*Stated exercise*. Print the data exactly, leaving nothing out.

— BEGIN —

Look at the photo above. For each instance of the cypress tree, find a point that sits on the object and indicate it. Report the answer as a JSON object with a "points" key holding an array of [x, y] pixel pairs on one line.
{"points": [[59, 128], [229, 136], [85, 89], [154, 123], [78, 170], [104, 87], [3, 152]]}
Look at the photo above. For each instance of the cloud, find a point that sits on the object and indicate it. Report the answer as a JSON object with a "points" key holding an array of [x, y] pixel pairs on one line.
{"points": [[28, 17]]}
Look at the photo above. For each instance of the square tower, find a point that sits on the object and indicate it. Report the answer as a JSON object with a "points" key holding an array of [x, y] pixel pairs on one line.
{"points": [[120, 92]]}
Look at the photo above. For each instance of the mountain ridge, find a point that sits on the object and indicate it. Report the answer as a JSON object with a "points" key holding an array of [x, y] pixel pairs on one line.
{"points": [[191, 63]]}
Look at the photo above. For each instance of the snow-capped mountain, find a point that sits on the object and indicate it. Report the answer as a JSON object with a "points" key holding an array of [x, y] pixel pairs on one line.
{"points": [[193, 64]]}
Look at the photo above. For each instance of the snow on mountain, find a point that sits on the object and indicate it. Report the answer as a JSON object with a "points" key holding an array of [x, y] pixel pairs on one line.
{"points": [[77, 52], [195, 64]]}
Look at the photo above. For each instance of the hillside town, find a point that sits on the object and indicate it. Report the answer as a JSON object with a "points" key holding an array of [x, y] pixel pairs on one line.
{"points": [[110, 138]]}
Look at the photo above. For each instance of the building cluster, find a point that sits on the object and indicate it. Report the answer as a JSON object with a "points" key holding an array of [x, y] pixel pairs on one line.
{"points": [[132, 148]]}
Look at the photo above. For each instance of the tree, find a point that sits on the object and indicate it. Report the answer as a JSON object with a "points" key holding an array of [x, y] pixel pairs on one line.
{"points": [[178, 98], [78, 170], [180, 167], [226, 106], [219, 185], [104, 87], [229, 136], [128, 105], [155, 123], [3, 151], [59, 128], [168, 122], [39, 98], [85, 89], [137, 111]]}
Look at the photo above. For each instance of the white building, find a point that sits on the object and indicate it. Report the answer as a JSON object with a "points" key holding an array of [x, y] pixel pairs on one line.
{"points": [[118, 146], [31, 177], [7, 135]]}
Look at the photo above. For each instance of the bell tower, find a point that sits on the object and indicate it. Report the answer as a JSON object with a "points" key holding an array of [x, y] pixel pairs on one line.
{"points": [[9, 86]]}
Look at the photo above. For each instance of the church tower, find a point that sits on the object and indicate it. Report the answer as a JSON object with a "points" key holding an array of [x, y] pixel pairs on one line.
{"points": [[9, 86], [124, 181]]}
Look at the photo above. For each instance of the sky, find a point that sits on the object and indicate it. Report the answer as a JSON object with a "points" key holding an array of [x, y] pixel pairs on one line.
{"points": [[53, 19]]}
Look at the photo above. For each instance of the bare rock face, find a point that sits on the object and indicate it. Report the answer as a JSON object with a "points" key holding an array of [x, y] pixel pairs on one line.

— END —

*Output for this task*.
Look at the photo above. For each instance of the cypress tree, find a point that sits on the object and indicate it. Report the answer as a JSON object with a "points" key holding an array of [x, y] pixel pairs on one line.
{"points": [[59, 128], [229, 136], [85, 89], [154, 123], [78, 170], [104, 87], [3, 152]]}
Look at the photo above. For each instance of the cloud, find a point that sits on the object and indicate it. Report the answer as a JSON object with a "points" key holding an array of [x, y] pixel pairs on one line.
{"points": [[28, 17]]}
Look at the photo above. For each instance of the square tower, find a point that sits on the object and indicate it. Report the answer as a JSON object with a "points" key holding an array of [x, y] pixel pairs on one line.
{"points": [[120, 92]]}
Look at the photo above. For each instance of the mountain ridge, find a point that sits on the object and indicate it. Report the answer as a JSON object with a "points" key holding an array of [x, y] pixel pairs on one line.
{"points": [[191, 63]]}
Look at the photo above. For each instance of the snow-capped mountain, find a point that sits on the object and indicate it. Report the answer as a JSON object with a "points" key holding an array of [x, y] pixel pairs on one line.
{"points": [[193, 64]]}
Look at the photo above. For each instance of the snow on mountain, find a point that sits on the object and indicate it. Report the answer as a JSON object with a "points" key holding an array of [x, y] pixel pairs on one line.
{"points": [[77, 52], [195, 64]]}
Look at the photo above. For each instance of the hillside town, find a point that sits on the object and indicate it. Report the answer as a JSON object with a "points" key holding an array of [x, y] pixel pairs on one line.
{"points": [[110, 138]]}
Look at the photo above. For each instance of the building cluster, find a point that sits on the object and indicate it. Report the answer as a JSON object with a "points" key holding an array of [x, y] pixel pairs on one line.
{"points": [[132, 148]]}
Look at the photo above. For each instance of the tree, find a point that sits on the object and indicate it. Report the answer as a JSON object with a "points" key holding an array of [x, y] pixel pairs on one line.
{"points": [[178, 98], [78, 170], [180, 167], [226, 106], [219, 185], [104, 87], [229, 136], [128, 105], [155, 123], [3, 151], [59, 128], [168, 122], [39, 98], [85, 89], [137, 111]]}
Look at the photo above. For each instance of the white building, find a point that sits on the object and indicate it. Report the answer as a JSON object with a "points" key holding an array of [x, y] pixel pairs on one line.
{"points": [[118, 146], [31, 177], [7, 135]]}
Look at the photo above. For each instance of the bell tower, find a point that sits on the object and indicate it. Report the answer as a JSON object with a "points" key holding an array of [x, y] pixel pairs on one line.
{"points": [[9, 86]]}
Look at the photo above. For each instance of the church tower, find a point that sits on the object and indicate it. Report the answer as a JSON object with a "points" key holding an array of [x, y] pixel pairs on one line.
{"points": [[9, 86], [124, 181]]}
Look at the photo above. For each instance of the sky, find a point that sits on the object and indicate it. Report the answer as a JSON object with a "points" key holding an array of [x, y] pixel pairs on one line.
{"points": [[53, 19]]}
Look at the photo above. For each instance of the bare rock face, find a point that sits on the object and indicate it. Report the answer as a JSON object with a "points" key holding an array of [x, y] pixel pairs on one line.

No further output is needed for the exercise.